-- Start PAGE EXCERPT --

Scholarship Support

Named Scholarships

MacPhail believes that removing financial barriers is crucial to support, encourage, and challenge highly motivated students. A scholarship can provide a significant boost to a student’s musical journey.

Thanks to our generous donors, MacPhail awards over 50 scholarships annually. 

Both need-based and merit scholarships are available across all instruments and areas of instruction.

Creating and naming scholarships and funds provide a meaningful way for donors to pay tribute to loved ones, friends, and mentors and is a source of vital support for MacPhail.

“This scholarship is a very important recognition of many years of my musical learning and will encourage me to further advance my musical journey…I feel empowered to influence the world around me with music and inspire more people to speak the language of music and harmony.”

2023-24 Chaya G, Piano Scholarship Recipient

Scholarship Info

A minimum initial gift of $5,000 is required to create and name a current expendable fund.

A minimum initial gift of $25,000 is required to create and name a permanent endowed fund.

-- End PAGE EXCERPT --
-- Start INFORMATION SHOWN --

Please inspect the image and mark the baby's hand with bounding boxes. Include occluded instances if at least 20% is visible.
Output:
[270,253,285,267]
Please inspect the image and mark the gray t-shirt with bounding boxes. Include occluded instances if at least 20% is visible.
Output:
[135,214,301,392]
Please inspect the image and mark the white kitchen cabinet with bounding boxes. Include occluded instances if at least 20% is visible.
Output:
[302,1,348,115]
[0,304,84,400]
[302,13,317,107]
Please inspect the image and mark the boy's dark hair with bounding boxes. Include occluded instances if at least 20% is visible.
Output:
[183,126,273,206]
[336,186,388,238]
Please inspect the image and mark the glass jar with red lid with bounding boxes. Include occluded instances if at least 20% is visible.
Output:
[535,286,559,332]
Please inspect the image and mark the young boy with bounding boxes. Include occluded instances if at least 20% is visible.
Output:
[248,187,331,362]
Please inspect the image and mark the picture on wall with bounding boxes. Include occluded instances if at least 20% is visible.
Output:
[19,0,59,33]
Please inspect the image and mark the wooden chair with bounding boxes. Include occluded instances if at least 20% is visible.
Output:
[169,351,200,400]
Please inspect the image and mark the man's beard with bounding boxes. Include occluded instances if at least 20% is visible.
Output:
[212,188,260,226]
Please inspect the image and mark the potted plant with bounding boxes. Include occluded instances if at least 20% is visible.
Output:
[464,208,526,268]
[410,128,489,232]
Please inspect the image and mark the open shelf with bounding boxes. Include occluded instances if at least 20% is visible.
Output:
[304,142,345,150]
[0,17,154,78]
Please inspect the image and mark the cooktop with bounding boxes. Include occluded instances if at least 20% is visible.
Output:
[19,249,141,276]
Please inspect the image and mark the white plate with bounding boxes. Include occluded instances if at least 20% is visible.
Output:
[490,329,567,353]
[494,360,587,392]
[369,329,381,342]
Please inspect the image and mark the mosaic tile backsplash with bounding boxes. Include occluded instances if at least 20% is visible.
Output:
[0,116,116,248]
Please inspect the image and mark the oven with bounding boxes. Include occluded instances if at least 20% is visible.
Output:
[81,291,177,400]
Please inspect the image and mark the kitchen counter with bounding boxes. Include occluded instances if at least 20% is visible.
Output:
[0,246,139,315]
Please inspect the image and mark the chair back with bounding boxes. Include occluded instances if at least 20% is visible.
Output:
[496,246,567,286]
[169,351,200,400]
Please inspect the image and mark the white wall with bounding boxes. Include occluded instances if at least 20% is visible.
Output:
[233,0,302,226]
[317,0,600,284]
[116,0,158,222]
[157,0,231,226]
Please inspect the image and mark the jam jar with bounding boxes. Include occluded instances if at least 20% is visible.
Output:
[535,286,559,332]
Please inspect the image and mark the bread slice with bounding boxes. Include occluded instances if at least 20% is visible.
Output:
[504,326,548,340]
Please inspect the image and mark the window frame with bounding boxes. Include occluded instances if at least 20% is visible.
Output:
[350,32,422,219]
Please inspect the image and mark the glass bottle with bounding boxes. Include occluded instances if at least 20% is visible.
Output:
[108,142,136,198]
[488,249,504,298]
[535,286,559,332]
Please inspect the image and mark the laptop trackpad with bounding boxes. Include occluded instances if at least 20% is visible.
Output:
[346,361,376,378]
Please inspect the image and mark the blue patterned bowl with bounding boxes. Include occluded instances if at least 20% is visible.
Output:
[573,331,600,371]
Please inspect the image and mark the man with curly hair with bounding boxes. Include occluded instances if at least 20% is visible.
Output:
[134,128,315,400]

-- End INFORMATION SHOWN --
-- Start INFORMATION SHOWN --

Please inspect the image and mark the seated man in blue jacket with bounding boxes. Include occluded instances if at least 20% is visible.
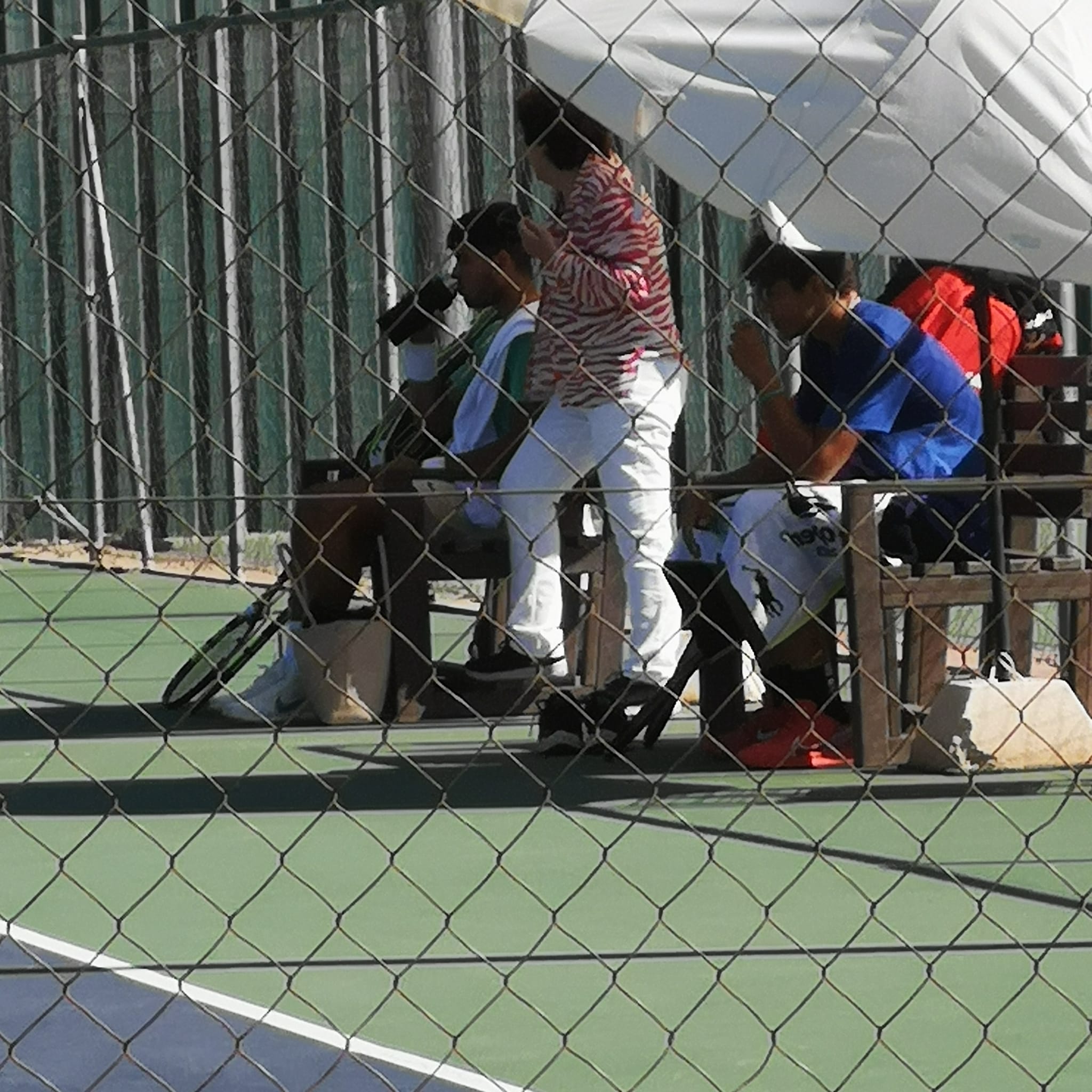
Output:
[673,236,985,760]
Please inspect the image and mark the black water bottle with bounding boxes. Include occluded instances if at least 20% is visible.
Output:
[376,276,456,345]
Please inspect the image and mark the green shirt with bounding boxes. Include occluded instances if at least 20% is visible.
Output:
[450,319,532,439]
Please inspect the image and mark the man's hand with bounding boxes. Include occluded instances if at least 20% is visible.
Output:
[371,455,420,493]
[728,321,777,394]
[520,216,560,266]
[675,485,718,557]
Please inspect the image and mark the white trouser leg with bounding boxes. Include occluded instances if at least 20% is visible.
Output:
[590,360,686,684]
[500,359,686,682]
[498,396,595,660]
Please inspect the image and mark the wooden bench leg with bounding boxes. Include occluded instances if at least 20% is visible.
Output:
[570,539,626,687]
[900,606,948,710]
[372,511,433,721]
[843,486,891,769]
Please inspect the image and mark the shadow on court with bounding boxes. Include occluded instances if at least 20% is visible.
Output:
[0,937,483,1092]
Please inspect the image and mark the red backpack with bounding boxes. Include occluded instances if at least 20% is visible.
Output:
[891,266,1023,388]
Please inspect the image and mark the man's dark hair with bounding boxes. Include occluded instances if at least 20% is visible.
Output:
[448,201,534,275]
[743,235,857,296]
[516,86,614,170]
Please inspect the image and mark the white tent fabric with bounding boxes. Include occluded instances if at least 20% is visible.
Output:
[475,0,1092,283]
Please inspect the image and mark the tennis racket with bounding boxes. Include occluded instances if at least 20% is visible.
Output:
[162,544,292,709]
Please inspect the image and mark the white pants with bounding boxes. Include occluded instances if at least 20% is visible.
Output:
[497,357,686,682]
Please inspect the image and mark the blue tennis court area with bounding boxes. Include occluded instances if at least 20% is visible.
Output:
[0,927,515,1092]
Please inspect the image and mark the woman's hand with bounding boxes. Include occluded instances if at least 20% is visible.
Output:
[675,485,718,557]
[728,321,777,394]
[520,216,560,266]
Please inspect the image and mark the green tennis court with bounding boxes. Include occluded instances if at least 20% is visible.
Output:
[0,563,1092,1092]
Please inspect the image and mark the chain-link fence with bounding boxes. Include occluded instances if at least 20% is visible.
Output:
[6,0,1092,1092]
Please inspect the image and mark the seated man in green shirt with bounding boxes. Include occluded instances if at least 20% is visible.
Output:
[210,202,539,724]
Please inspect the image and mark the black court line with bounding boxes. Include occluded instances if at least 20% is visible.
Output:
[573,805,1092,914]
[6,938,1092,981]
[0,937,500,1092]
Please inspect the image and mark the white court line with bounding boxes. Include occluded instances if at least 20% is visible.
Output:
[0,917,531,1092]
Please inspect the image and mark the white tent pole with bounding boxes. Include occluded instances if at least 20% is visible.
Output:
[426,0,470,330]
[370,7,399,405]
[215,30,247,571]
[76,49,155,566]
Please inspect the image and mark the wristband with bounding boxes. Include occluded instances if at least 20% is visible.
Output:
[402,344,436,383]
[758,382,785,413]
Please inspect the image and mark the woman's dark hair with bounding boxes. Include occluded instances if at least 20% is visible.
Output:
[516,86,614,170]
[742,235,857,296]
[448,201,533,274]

-- End INFORMATION SHOWN --

*WRITTEN INSTRUCTION 1*. In the scholarship support page, what minimum initial gift is required to create and name a permanent endowed fund?
*WRITTEN INSTRUCTION 2*. Write the next part of the scholarship support page, picking up after its final line.

*EXERCISE ANSWER 1*. $25,000

*EXERCISE ANSWER 2*.
The first step in establishing a named fund is usually having a conversation. Fill out this interest form, and we will contact you.

For more information, please call 612.767.5309, email Christine Vander Hook or fill out this interest form, and we will contact you.   

Scholarship Spotlight

MacPhail is grateful to donors for enabling scholarships and programming now and in the years ahead. We are honored to steward the individual stories associated with these funds.

Debbie Duncan Endowment for Jazz

Jazz aficionados and Twin Cities residents Mike and Donna Wolsted have been involved in the local music scene for more than 50 years. As friends and fans of the late jazz vocalist Debbie Duncan, they wish to honor her memory while helping the next generation of jazz musicians.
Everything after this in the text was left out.